_Instructions to follow_: Copy out every one of the following records word for word, changing nothing.

_Dataset records_:
● ● ●

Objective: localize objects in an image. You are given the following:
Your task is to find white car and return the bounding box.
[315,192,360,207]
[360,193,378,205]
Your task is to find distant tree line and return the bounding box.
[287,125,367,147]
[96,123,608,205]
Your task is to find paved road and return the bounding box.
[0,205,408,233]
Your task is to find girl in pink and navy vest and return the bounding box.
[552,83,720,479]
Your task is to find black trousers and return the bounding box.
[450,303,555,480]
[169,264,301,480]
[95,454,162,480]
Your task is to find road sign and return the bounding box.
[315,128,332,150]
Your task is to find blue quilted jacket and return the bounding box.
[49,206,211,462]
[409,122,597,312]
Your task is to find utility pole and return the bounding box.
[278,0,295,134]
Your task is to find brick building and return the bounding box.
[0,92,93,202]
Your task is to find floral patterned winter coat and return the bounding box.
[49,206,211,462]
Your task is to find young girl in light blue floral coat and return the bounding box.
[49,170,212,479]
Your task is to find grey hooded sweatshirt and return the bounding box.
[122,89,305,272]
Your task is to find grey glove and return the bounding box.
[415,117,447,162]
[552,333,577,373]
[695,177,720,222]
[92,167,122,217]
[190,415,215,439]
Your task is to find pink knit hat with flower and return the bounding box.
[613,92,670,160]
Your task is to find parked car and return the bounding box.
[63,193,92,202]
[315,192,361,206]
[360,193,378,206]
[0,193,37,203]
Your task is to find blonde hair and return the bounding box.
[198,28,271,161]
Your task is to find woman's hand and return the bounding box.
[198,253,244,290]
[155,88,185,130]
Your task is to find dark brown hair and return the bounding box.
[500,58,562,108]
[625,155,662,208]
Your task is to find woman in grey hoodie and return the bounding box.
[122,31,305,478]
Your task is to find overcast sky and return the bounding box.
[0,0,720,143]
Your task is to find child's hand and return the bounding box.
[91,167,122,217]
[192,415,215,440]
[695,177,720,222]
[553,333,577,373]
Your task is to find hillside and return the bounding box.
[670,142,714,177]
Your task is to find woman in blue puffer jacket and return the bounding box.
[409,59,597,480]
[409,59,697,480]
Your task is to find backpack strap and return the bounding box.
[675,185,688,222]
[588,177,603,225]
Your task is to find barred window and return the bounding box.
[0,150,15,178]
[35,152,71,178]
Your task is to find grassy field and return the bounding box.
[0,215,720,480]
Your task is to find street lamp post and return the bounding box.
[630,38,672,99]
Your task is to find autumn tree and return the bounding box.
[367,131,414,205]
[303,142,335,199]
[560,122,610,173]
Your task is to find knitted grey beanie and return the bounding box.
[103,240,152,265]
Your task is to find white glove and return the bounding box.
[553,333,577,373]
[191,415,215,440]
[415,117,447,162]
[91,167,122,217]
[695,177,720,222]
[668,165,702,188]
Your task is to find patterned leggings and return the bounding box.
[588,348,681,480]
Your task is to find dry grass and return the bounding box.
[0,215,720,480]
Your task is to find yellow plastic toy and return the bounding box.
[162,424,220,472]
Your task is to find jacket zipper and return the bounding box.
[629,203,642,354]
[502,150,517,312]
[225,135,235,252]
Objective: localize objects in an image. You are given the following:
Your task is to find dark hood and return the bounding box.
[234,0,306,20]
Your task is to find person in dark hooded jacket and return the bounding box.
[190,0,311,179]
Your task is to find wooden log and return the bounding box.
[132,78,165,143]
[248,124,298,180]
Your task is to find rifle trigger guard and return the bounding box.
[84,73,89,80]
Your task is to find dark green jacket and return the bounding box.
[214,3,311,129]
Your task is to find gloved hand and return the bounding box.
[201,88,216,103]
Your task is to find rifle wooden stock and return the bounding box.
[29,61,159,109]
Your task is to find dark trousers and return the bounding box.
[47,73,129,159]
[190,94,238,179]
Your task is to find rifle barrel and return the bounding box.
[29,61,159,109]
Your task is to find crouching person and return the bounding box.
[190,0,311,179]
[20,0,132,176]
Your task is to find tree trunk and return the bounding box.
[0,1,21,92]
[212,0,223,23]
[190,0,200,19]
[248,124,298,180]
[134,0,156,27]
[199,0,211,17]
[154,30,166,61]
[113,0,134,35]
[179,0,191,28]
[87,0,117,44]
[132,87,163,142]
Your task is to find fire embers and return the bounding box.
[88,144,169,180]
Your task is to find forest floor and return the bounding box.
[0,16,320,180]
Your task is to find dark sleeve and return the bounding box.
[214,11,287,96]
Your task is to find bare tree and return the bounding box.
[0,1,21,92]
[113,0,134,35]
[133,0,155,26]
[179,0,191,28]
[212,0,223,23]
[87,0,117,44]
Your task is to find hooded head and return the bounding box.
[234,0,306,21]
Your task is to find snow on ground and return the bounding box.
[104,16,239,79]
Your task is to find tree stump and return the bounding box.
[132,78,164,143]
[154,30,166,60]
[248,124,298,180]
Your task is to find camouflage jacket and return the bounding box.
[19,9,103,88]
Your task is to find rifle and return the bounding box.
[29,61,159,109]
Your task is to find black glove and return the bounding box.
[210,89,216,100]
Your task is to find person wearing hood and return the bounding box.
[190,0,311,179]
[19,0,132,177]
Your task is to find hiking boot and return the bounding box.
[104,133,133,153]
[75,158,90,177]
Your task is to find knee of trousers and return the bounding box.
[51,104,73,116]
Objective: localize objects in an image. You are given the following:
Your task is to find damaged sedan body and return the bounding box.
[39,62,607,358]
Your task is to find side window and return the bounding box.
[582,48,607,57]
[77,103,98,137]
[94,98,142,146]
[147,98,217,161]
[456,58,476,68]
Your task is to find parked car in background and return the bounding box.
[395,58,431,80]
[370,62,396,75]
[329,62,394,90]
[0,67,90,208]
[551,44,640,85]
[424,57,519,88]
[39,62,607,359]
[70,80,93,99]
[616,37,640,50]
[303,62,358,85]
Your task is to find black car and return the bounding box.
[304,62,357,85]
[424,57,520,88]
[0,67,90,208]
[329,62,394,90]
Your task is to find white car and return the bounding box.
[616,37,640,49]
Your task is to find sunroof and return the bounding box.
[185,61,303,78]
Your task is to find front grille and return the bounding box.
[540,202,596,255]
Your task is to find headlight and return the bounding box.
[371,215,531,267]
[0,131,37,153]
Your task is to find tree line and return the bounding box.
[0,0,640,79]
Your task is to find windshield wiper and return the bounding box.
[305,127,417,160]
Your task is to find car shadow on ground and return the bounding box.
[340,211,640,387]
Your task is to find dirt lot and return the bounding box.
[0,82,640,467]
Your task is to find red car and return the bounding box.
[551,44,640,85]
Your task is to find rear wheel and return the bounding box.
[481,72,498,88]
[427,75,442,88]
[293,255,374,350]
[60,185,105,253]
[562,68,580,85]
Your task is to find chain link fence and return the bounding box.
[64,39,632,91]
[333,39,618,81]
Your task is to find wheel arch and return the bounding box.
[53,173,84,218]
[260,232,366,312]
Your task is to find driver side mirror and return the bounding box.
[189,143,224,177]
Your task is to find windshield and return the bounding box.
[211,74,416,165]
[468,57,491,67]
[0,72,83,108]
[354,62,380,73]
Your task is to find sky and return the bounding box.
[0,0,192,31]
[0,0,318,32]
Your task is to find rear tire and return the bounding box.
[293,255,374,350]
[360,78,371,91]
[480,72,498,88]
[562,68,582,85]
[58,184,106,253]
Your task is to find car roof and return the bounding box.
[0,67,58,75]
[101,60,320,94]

● ● ●

_Complete response_:
Objective: localize objects in an image. You are given the following:
Your task is to find white car and return the bounding box.
[315,192,360,207]
[360,193,378,205]
Your task is to find distant tree line and return the bounding box.
[287,125,367,147]
[96,123,608,205]
Your task is to find paved road and return the bounding box.
[0,205,408,233]
Your task is to find girl in pink and navy vest and return the bounding box.
[552,83,720,479]
Your task is to find black trousers and return the bounding box.
[450,303,555,480]
[169,264,301,480]
[95,454,162,480]
Your task is to find road sign and return the bounding box.
[315,128,332,150]
Your task is to find blue quilted jacket and return the bounding box.
[49,206,211,462]
[409,122,597,312]
Your task is to find utility pole and return the bounding box.
[278,0,295,134]
Your task is to find brick building and return the bounding box.
[0,92,93,202]
Your task is to find floral patterned winter coat and return the bounding box.
[49,206,211,462]
Your task is to find young girl in light blue floral coat and return the bounding box.
[49,170,212,479]
Your task is to find grey hooded sweatshirt and return the bounding box.
[122,89,305,272]
Your task is to find grey glove and return the bounding box.
[415,117,447,162]
[552,333,577,373]
[695,177,720,222]
[92,167,122,217]
[190,415,215,439]
Your task is to find pink knit hat with flower and return the bounding box.
[613,92,670,160]
Your task is to find parked car and return the bounding box.
[63,193,92,202]
[315,192,361,206]
[360,193,378,206]
[0,193,37,203]
Your task is to find blonde hair and return the bounding box.
[198,28,271,161]
Your task is to find woman's hand and return the bounding box.
[198,253,244,290]
[155,88,185,130]
Your task is to find dark brown hair and return the bounding box.
[500,58,562,108]
[625,155,662,208]
Your task is to find woman in grey hoodie and return the bounding box.
[122,31,305,478]
Your task is to find overcast sky and return the bounding box.
[0,0,720,143]
Your task is to find child's hand and return the bounding box.
[91,167,122,217]
[192,415,215,440]
[695,177,720,222]
[553,333,577,373]
Your task is to find hillside and return the bounding box.
[670,142,714,177]
Your task is to find woman in blue puffer jacket and return the bounding box.
[409,59,597,480]
[409,59,697,480]
Your task is to find backpack strap and return the bounding box.
[675,185,688,222]
[588,177,603,225]
Your task is to find barred window and return the bounding box.
[0,150,15,178]
[35,152,71,178]
Your task is to find grassy field and return the bounding box.
[0,215,720,480]
Your task is to find street lamp post and return the bounding box.
[630,38,672,99]
Your task is to find autumn tree and return the bounding box.
[367,131,414,205]
[303,142,335,199]
[560,122,610,173]
Your task is to find knitted grey beanie and return the bounding box.
[103,240,152,265]
Your task is to find white glove and return the bounding box.
[553,333,577,373]
[191,415,215,440]
[415,117,447,162]
[91,167,122,217]
[695,177,720,222]
[668,165,702,188]
Your task is to find patterned leggings and return the bounding box.
[588,348,681,480]
Your task is to find dry grass and return the bounding box.
[0,215,720,480]
Your task is to find yellow plastic toy and return the bounding box.
[162,424,220,472]
Your task is to find jacket zipper and return the bounding box.
[629,203,642,354]
[502,150,517,312]
[225,135,235,252]
Objective: localize objects in an image. You are given the following:
Your task is to find dark hood and return the bounding box.
[234,0,306,20]
Your task is to find person in dark hooded jacket and return the bounding box.
[190,0,311,179]
Your task is to find wooden log and return the bounding box.
[132,78,165,143]
[248,124,298,180]
Your task is to find rifle trigger guard and return the bounding box.
[84,73,89,80]
Your task is to find dark green jacket and return the bounding box.
[214,3,311,129]
Your task is to find gloved hand and return the bounding box.
[201,88,216,103]
Your task is to find rifle wooden stock and return the bounding box.
[29,61,159,109]
Your task is to find dark trousers and return the bounding box.
[47,73,129,159]
[190,94,238,179]
Your task is to find rifle barrel and return the bounding box.
[29,61,159,109]
Your task is to find crouching person and return the bounding box.
[190,0,311,179]
[20,0,132,176]
Your task is to find tree trunk and return the bounding box.
[0,1,21,92]
[212,0,223,23]
[190,0,200,19]
[248,124,298,180]
[134,0,156,27]
[199,0,211,17]
[154,30,166,61]
[113,0,134,35]
[179,0,191,28]
[87,0,117,44]
[132,87,163,142]
Your task is to find fire embers and return the bounding box.
[88,144,169,180]
Your task is to find forest floor and return the bounding box.
[0,16,320,180]
Your task is to find dark sleeve and return the bounding box.
[214,11,287,96]
Your task is to find bare tree and return the bounding box.
[0,1,21,92]
[113,0,134,35]
[133,0,155,26]
[179,0,191,28]
[212,0,223,23]
[87,0,117,44]
Your task is to find hooded head and return the bounding box.
[234,0,306,21]
Your task is to find snow on ground and return the bounding box.
[104,16,239,79]
Your task is to find tree stump and return the bounding box.
[132,78,164,143]
[154,30,166,60]
[248,124,298,180]
Your task is to find camouflage jacket and return the bounding box.
[19,9,103,88]
Your task is to find rifle and return the bounding box.
[29,61,159,109]
Your task is to find black glove and return the bounding box.
[210,89,216,100]
Your task is to find person wearing hood and return the bounding box.
[190,0,311,179]
[19,0,132,177]
Your task is to find hiking boot and return the bounding box.
[104,133,133,153]
[75,158,90,177]
Your task is to find knee of trousers and return the bounding box.
[51,104,73,116]
Objective: localize objects in an image. You are given the following:
Your task is to find damaged sedan body and return the bounding box.
[39,62,607,358]
Your task is to find side window and return the bounding box.
[582,48,607,57]
[77,103,98,137]
[94,98,142,146]
[147,98,217,161]
[456,58,476,68]
Your task is to find parked car in background and return the bounding box.
[395,58,431,80]
[370,62,396,75]
[329,62,394,90]
[0,67,90,208]
[551,44,640,85]
[424,57,519,88]
[39,62,607,359]
[70,80,93,99]
[616,37,640,50]
[303,62,358,85]
Your task is to find black car and return the bounding box.
[304,62,357,85]
[424,57,520,88]
[0,67,90,208]
[329,62,394,90]
Your task is to find white car and return the bounding box.
[616,37,640,49]
Your task is to find sunroof and return the bounding box.
[185,61,303,78]
Your task is to find front grille and return the bounding box.
[540,202,596,255]
Your task is to find headlight and return the bounding box.
[371,215,531,267]
[0,131,37,153]
Your task is to find tree line and return the bounding box.
[0,0,640,79]
Your task is to find windshield wiper and return the bounding box.
[305,127,417,160]
Your task is to find car shadow on ground and return the bounding box.
[340,211,640,387]
Your task is to find dirt lot and return the bounding box.
[0,82,640,467]
Your task is to find red car and return the bounding box.
[551,44,640,85]
Your task is to find rear wheel and return the bounding box.
[481,72,498,88]
[427,75,442,88]
[293,255,374,350]
[60,185,105,253]
[562,68,580,85]
Your task is to find chain link fence and return the bounding box.
[64,39,632,91]
[333,39,618,81]
Your task is to find wheel arch and return the bounding box.
[53,173,84,218]
[260,232,366,312]
Your task is to find driver side mirror and return the bounding box.
[189,143,224,177]
Your task is to find windshield and return the bounding box.
[211,74,416,165]
[468,57,491,67]
[0,72,83,108]
[354,62,380,73]
Your task is to find sky and return the bounding box.
[0,0,192,31]
[0,0,318,32]
Your task is to find rear tire and return the bounding box.
[293,255,374,350]
[360,78,371,91]
[480,72,498,88]
[562,68,582,85]
[58,184,106,253]
Your task is to find car roof and return the bounding box.
[0,67,58,75]
[101,60,320,94]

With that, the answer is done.